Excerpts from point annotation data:
+ + +

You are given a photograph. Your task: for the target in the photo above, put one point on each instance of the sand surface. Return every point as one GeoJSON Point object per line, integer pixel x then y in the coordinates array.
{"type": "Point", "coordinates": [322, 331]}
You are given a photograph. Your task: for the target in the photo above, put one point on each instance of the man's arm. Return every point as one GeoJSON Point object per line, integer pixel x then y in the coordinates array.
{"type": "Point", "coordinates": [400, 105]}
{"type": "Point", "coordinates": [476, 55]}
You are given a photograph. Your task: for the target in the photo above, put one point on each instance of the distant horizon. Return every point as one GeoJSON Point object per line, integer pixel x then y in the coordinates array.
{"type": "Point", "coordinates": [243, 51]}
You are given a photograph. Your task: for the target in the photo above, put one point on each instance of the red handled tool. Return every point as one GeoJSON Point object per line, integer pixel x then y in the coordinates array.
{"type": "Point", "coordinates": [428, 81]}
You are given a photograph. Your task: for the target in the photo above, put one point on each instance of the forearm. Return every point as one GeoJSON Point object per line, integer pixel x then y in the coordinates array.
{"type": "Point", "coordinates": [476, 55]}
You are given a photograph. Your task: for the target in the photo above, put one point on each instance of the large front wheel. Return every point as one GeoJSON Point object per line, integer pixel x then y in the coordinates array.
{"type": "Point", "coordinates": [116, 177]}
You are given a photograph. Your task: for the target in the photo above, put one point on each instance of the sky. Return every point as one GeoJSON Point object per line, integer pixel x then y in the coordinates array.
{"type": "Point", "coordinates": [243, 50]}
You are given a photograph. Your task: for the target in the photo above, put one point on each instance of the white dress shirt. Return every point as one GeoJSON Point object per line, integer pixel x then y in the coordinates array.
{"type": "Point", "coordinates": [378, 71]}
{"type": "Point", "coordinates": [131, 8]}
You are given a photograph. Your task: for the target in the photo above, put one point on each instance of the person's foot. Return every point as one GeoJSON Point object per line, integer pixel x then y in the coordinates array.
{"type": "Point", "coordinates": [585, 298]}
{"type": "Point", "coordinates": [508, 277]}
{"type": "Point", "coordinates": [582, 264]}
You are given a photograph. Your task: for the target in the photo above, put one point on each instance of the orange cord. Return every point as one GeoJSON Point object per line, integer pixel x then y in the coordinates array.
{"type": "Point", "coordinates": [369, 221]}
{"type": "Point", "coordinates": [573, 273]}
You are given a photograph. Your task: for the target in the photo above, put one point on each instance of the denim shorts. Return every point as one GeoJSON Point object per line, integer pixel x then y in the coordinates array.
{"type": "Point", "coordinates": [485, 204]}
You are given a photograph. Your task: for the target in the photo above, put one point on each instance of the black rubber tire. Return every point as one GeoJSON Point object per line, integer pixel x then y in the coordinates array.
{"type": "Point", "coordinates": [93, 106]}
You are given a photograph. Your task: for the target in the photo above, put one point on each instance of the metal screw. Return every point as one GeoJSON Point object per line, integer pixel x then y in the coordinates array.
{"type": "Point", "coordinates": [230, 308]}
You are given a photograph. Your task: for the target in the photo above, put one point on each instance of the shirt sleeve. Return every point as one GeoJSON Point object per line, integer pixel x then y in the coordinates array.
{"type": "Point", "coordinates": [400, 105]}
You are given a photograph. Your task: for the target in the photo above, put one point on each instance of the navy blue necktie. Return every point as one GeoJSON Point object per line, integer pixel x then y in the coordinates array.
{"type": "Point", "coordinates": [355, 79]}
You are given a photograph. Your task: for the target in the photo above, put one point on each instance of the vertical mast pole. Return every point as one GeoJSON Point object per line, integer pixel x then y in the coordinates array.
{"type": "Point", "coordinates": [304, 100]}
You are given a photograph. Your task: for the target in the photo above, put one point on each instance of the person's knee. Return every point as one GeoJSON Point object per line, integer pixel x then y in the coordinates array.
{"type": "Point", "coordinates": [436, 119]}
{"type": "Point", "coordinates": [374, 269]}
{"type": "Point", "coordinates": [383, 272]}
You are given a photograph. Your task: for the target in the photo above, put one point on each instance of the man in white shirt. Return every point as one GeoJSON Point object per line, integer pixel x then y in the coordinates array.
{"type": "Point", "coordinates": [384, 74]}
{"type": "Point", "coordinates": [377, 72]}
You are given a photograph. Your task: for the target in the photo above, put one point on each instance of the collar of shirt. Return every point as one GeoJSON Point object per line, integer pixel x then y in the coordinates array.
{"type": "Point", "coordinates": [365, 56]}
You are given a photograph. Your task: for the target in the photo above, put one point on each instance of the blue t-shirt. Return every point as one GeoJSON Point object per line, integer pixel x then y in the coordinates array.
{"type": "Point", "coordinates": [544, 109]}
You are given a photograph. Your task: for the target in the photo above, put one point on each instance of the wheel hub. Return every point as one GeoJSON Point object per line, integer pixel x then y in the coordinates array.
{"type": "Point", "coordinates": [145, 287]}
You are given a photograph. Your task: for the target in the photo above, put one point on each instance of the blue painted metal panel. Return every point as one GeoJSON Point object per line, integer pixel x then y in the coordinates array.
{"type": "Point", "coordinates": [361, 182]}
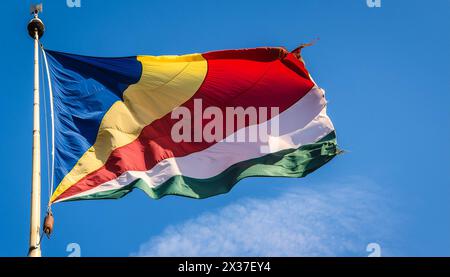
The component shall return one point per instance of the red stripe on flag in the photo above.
(261, 77)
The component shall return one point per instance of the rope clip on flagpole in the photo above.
(36, 30)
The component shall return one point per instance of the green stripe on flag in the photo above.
(294, 163)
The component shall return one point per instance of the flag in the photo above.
(190, 125)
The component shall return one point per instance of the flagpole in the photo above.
(36, 30)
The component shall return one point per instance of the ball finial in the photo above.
(36, 24)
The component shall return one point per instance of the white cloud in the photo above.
(331, 220)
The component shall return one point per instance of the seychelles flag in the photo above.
(191, 125)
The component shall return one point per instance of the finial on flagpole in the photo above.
(36, 30)
(36, 24)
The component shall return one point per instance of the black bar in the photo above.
(226, 266)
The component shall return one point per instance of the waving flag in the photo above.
(122, 123)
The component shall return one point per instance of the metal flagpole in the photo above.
(36, 30)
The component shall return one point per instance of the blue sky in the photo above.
(386, 73)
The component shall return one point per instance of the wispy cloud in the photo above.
(328, 220)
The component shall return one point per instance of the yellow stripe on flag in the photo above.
(166, 83)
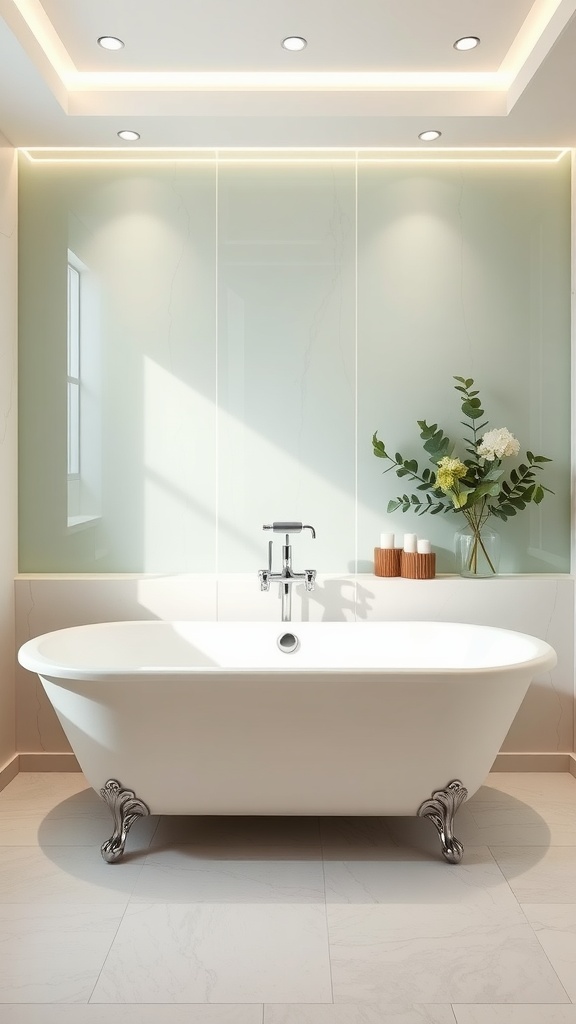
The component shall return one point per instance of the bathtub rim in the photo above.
(544, 657)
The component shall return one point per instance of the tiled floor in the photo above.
(288, 921)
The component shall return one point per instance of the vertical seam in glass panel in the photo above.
(356, 376)
(573, 334)
(216, 367)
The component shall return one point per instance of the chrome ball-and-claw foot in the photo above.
(441, 809)
(125, 808)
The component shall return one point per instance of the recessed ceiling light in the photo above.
(111, 43)
(466, 43)
(294, 43)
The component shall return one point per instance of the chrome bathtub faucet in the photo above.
(286, 577)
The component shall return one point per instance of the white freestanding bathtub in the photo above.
(270, 718)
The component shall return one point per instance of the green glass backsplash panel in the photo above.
(250, 325)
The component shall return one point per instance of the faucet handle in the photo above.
(310, 579)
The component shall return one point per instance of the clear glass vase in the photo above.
(478, 550)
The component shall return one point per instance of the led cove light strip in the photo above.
(301, 155)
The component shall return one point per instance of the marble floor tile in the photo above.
(53, 954)
(539, 875)
(405, 877)
(64, 875)
(364, 1014)
(109, 1014)
(180, 877)
(521, 1014)
(218, 953)
(537, 790)
(554, 925)
(438, 953)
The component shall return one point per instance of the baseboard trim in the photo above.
(9, 771)
(539, 761)
(41, 761)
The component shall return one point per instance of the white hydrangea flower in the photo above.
(497, 443)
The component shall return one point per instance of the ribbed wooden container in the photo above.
(386, 561)
(415, 566)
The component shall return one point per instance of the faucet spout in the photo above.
(286, 577)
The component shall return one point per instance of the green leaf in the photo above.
(471, 412)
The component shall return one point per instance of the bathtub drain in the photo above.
(288, 643)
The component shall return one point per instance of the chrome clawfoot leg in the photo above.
(125, 808)
(441, 810)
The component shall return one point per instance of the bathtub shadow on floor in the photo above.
(289, 859)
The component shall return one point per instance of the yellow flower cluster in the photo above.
(449, 471)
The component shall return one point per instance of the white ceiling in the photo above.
(212, 73)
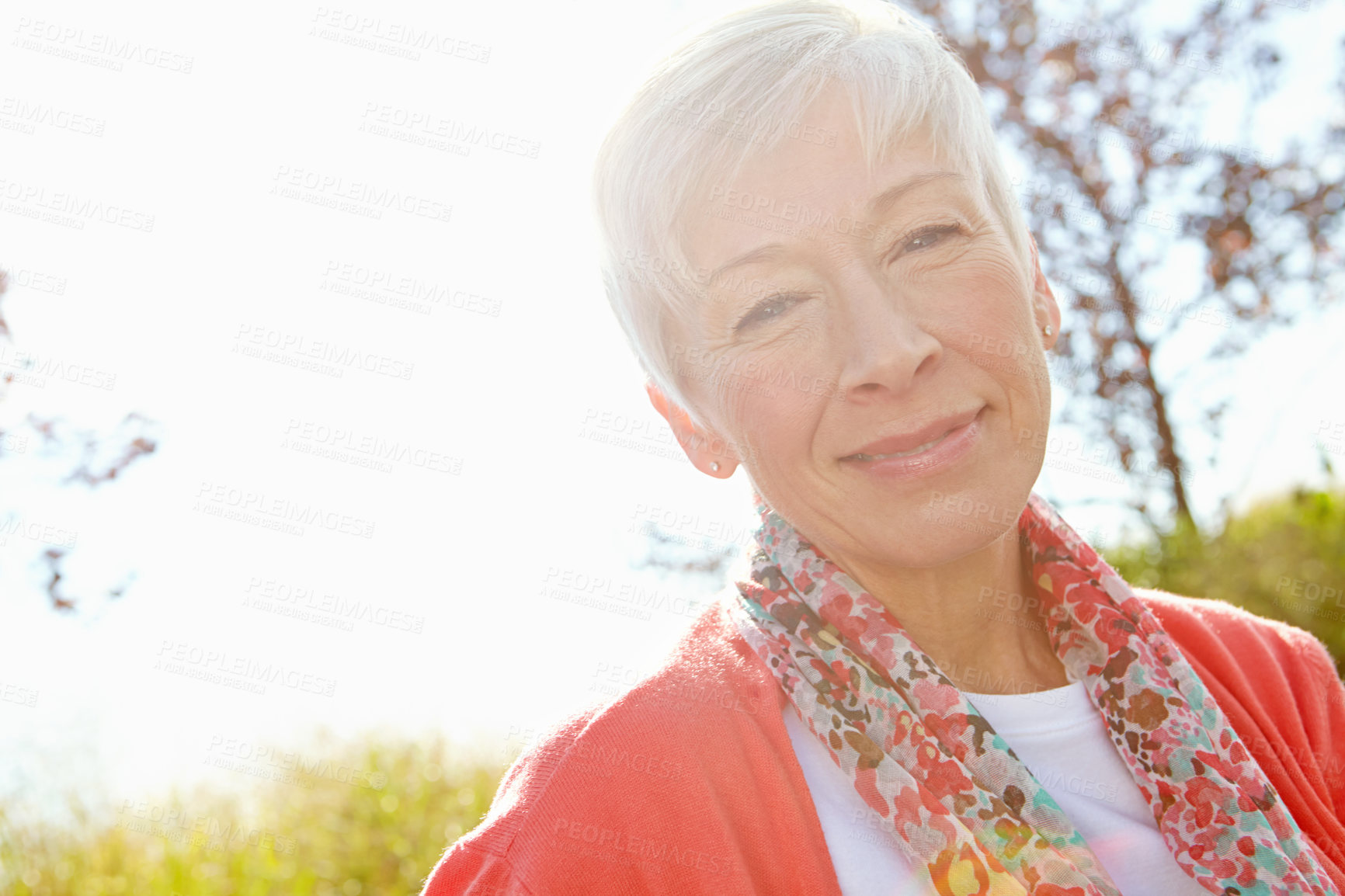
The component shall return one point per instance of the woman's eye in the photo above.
(763, 310)
(930, 236)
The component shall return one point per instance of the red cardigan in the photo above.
(687, 783)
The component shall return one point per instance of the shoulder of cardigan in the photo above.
(690, 765)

+ + +

### Goal
Starting at the line containing "cluster in the photo above." and continuing through the end of the material, rewrite those lines with "red cardigan" changed to "knit cardigan" and nothing else altered. Leave the picture out of your answer.

### The solution
The component shall return one point per instance of the yellow flower cluster in the photo above.
(449, 471)
The component shall return one point per instance of the white ceiling in the photo above.
(212, 73)
The component shall return one point per instance of the woman's eye in the photo above.
(763, 310)
(930, 236)
The component shall return one point per instance of the knit cardigan in the photo above.
(687, 783)
The component shall return one point per instance of the shoulder of cardigan in the photo above.
(690, 765)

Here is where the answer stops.